START Data for review
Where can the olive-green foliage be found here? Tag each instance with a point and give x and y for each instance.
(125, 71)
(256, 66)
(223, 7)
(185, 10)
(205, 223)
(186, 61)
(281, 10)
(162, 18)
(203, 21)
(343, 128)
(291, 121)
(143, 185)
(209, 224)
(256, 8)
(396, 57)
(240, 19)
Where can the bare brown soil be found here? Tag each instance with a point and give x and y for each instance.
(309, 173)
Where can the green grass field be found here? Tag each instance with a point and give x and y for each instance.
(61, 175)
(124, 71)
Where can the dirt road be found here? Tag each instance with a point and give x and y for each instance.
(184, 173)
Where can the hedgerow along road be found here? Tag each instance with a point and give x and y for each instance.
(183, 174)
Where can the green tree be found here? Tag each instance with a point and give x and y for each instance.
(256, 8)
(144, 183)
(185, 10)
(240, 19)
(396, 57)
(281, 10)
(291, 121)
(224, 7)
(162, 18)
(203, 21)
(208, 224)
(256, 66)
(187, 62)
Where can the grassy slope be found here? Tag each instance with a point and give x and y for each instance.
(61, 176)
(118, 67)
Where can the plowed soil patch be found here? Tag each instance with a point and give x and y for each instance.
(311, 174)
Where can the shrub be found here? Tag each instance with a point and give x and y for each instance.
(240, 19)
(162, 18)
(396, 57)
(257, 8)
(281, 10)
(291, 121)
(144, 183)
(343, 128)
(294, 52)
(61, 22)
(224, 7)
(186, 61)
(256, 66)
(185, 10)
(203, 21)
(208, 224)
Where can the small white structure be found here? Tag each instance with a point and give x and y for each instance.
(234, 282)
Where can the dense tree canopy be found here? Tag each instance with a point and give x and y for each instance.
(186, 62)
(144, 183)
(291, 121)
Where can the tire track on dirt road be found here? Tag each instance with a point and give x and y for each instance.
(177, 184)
END Data for review
What to do —
The response should be an exact copy of all the records above.

Answer to this task —
Where can the olive-green foliage be found here? Tag each instance with a point and give x and y for each instance.
(125, 71)
(256, 66)
(223, 7)
(185, 10)
(205, 223)
(186, 61)
(281, 10)
(162, 18)
(203, 21)
(343, 128)
(291, 121)
(143, 185)
(209, 224)
(256, 8)
(396, 57)
(240, 19)
Where can the bare brown soil be found here? Tag each instance with a point and give x and y for each instance.
(309, 173)
Where can the green grass field be found here? Tag each instance with a point and give x and y for each instance.
(61, 175)
(124, 71)
Where can the dirt road be found here? Tag each instance with a point and give x and y for each instance.
(184, 173)
Where can the hedgerow along road be found here? Tag each instance with a point and give x and y for each instance.
(183, 174)
Where can the green tree be found here? Tag each instance with a point and give x and y for each instance.
(256, 8)
(144, 183)
(185, 10)
(240, 19)
(396, 57)
(281, 10)
(291, 121)
(224, 7)
(162, 18)
(203, 21)
(208, 224)
(256, 66)
(187, 62)
Where can the grassy slope be found here? Tag each instance with a point and give x and y for each instance.
(61, 176)
(118, 67)
Where can the plowed soil patch be found here? Tag each instance with a point and give x and y for each instance.
(311, 174)
Where can the shrub be found here? Tag each instance with a point and give x and y for each instance.
(240, 19)
(162, 18)
(396, 57)
(257, 8)
(281, 10)
(291, 121)
(144, 183)
(343, 128)
(294, 52)
(61, 22)
(224, 7)
(186, 61)
(256, 66)
(185, 10)
(203, 21)
(208, 224)
Where can the small white structure be found here? Tag each instance with a point and give x and y for each instance.
(234, 282)
Where can the dense tree canopy be found here? Tag each instance with a point and give x and y for each instance.
(186, 62)
(144, 183)
(291, 121)
Where can the tire track on dirt road be found here? Tag each instance with a point and give x and y for each instance.
(177, 184)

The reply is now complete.